**SUPPLIED ENTRIES**
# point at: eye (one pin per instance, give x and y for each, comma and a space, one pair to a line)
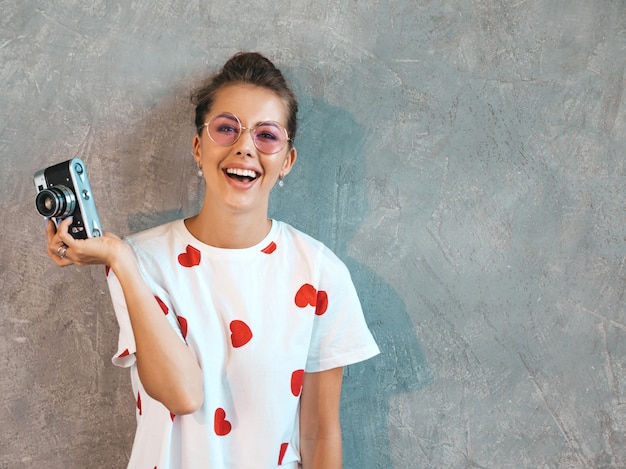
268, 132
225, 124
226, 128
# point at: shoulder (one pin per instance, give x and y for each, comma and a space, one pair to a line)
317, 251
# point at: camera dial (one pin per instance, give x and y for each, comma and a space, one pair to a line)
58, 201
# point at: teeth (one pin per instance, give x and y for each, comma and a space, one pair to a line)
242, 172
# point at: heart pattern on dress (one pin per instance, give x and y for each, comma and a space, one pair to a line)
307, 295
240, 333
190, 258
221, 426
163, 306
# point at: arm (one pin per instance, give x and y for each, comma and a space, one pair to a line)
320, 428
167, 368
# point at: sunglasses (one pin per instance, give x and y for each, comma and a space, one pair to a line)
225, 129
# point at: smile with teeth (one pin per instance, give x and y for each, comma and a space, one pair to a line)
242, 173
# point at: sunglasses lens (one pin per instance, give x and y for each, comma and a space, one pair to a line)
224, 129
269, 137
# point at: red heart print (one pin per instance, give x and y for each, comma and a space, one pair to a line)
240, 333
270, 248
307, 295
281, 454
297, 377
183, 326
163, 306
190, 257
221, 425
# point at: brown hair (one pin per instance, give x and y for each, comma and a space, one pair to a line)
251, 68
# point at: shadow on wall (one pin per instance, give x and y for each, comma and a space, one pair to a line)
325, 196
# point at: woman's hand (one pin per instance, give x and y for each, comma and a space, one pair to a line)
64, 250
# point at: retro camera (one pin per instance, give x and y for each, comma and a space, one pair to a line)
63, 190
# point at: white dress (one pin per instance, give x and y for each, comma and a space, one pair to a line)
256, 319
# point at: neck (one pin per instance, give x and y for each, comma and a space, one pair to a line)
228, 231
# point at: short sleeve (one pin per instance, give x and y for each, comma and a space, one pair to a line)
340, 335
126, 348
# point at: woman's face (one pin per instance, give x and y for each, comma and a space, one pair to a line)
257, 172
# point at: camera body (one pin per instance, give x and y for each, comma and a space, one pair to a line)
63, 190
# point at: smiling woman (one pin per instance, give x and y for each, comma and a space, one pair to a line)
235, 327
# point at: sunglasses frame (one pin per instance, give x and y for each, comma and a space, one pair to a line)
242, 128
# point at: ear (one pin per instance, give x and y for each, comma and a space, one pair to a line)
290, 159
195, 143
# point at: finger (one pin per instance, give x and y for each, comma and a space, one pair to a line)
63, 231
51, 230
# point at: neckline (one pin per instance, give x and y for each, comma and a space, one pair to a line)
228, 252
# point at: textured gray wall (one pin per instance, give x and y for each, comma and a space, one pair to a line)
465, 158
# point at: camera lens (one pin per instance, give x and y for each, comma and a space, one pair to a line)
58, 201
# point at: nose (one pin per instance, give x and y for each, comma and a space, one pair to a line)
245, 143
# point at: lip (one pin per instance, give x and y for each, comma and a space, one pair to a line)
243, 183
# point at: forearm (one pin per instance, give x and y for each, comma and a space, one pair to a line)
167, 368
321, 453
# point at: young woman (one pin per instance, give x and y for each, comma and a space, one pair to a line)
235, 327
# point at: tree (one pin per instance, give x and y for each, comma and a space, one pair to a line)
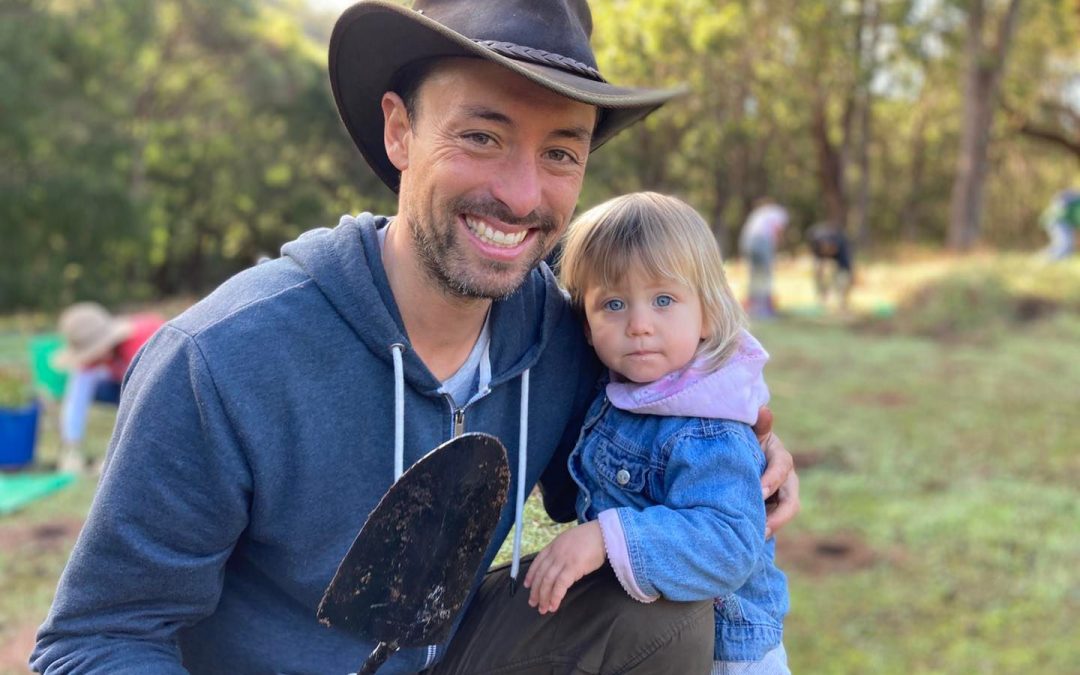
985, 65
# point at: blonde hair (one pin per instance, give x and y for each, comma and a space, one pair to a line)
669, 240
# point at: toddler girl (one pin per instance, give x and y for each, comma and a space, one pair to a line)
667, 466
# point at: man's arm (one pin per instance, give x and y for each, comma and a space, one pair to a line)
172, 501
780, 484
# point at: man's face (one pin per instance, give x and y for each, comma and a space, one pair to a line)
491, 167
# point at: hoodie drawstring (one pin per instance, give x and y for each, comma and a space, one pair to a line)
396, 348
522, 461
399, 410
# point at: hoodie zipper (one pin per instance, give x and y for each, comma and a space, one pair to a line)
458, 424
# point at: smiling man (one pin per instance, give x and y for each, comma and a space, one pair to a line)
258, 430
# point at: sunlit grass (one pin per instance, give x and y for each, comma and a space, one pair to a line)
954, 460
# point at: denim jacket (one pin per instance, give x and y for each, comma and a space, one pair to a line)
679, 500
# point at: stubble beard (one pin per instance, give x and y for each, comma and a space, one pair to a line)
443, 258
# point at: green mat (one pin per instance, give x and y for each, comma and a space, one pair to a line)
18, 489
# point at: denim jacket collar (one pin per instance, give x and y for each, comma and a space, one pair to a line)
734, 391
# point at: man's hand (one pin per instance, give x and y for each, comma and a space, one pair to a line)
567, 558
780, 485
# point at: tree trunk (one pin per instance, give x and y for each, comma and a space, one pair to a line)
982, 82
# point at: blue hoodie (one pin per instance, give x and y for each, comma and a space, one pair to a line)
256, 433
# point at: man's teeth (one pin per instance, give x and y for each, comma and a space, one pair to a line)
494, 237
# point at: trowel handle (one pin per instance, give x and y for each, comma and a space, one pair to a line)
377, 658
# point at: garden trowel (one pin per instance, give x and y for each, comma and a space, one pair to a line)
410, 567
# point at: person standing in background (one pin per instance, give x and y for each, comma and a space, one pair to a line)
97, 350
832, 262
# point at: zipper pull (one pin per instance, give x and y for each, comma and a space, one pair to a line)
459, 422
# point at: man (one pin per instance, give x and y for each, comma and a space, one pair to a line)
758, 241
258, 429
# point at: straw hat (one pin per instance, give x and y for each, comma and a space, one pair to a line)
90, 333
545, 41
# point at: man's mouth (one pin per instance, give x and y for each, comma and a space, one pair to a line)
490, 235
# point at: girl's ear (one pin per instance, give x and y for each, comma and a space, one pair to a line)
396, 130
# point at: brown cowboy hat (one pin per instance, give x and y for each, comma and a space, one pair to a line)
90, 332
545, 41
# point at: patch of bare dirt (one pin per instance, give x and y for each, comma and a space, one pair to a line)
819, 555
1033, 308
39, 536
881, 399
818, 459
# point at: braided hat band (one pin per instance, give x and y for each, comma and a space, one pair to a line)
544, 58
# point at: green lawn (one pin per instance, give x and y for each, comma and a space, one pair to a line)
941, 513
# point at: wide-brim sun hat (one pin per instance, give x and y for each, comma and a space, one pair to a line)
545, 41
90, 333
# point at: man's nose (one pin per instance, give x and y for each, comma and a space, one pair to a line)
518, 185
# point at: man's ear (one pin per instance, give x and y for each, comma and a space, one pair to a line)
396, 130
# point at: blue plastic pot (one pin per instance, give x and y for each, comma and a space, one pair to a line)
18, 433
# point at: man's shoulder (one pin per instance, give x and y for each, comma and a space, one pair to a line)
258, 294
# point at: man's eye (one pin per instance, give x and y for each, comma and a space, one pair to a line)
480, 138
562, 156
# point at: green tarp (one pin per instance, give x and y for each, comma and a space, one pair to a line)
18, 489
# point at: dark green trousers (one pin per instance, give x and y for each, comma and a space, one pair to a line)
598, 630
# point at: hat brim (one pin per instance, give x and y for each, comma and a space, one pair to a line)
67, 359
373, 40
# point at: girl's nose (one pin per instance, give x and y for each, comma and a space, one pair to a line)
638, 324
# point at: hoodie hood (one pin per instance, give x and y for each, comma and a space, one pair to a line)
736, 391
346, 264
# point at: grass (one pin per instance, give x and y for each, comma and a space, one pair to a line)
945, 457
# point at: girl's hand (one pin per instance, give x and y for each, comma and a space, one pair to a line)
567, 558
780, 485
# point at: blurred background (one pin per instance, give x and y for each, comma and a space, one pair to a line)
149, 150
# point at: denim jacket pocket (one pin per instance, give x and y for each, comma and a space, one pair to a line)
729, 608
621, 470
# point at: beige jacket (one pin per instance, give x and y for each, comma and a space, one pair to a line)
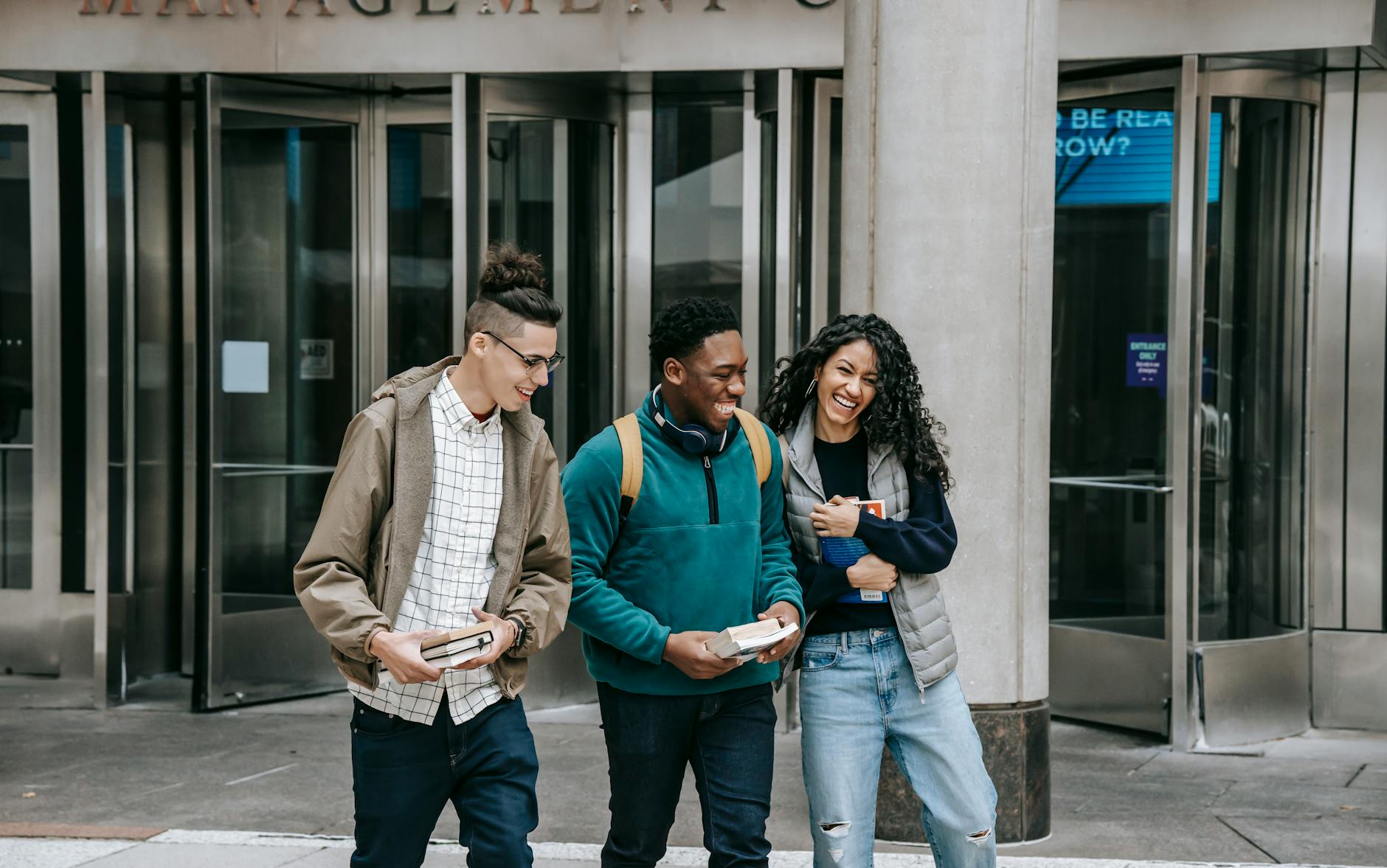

* * *

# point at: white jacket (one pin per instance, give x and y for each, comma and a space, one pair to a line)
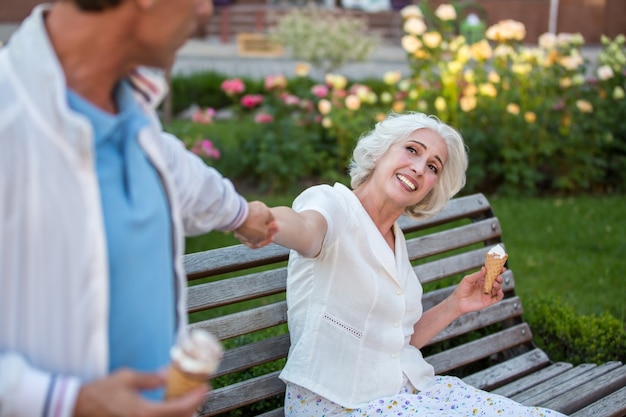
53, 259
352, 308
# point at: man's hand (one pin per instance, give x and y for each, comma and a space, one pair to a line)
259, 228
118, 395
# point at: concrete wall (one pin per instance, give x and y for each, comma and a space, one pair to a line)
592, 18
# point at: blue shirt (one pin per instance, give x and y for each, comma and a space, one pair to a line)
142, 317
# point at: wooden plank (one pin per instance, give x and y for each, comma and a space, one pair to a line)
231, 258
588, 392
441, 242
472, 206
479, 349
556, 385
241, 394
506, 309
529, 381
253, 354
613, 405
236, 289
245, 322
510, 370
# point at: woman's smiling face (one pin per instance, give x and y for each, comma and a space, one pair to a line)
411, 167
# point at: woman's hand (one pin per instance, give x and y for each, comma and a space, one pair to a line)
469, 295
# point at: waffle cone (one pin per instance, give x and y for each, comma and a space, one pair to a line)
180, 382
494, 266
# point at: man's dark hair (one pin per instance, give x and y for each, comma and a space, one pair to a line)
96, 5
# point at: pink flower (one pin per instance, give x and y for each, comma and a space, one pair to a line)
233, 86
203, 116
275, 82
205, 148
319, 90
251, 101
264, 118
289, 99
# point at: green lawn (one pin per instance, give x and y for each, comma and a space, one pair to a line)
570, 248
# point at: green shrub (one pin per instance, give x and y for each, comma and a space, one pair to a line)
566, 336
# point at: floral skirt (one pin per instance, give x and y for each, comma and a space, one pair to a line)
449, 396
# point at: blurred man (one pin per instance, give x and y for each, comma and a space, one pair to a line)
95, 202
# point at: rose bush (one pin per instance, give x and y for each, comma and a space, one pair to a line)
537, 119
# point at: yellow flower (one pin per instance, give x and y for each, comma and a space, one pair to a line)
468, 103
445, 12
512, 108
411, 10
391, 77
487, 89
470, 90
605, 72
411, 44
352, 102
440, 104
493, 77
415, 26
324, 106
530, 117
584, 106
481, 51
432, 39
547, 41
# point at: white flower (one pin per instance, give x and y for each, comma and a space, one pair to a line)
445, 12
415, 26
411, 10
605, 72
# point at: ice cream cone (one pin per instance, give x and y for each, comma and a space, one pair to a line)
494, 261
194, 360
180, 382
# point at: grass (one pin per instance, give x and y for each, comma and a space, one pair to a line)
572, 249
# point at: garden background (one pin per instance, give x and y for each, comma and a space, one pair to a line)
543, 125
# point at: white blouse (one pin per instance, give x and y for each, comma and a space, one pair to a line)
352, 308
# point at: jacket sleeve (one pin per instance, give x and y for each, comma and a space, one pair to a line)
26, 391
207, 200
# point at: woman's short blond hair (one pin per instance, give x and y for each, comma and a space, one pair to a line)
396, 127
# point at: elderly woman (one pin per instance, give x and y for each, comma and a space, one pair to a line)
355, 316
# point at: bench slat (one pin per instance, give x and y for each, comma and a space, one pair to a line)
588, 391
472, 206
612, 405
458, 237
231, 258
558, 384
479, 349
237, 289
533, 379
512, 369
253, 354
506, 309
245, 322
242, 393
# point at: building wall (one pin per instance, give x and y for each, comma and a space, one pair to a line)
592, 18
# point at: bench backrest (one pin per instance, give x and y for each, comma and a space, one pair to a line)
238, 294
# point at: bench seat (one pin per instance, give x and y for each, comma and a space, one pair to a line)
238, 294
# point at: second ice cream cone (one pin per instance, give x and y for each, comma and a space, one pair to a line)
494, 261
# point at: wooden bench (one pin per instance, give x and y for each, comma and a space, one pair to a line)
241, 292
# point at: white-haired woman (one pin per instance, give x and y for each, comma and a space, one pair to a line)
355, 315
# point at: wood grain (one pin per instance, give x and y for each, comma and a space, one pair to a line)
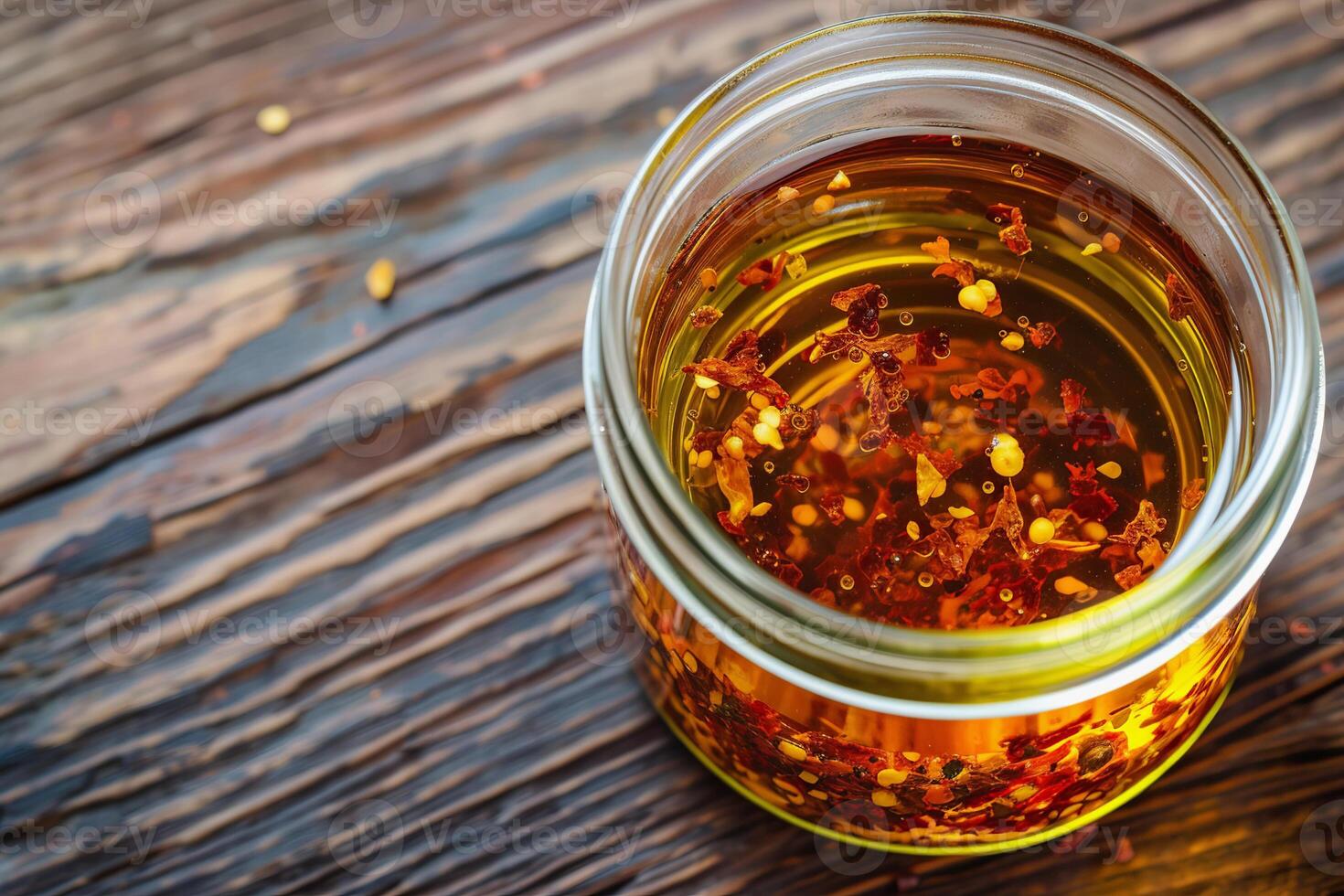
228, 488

**INSTRUCTION**
Lay out everything from the line containing "# point at: hoodie hood" down to the line containing "# point at: beige" as a Markdown table with the columns Number and Line, giving each line its own number and leaving out blank lines.

**TASK SOLUTION**
| Number | Line |
|---|---|
| 1 | # point at: hoodie hood (one pin per instance, give x and y for each, comma and a space, one pair to a line) |
| 2 | 736, 391 |
| 3 | 346, 264 |
| 4 | # point at: grass (one pin per instance, give x and y for each, comma and a space, one pair to a line) |
| 5 | 945, 457 |
| 6 | # point at: girl's hand (one pin per instance, give x and y for each, comma and a space, one pair to a line) |
| 7 | 567, 558 |
| 8 | 780, 485 |
| 9 | # point at: blurred background (one pin per instance, give x and y for each, comma and a space, one pair to a line) |
| 10 | 149, 150 |
| 11 | # point at: denim jacket pocket (one pin per instance, give x and y for each, comma and a space, one pair to a line) |
| 12 | 729, 608 |
| 13 | 621, 470 |
| 14 | # point at: beige jacket (one pin per instance, give x and y for each, comma and a space, one pair to a line) |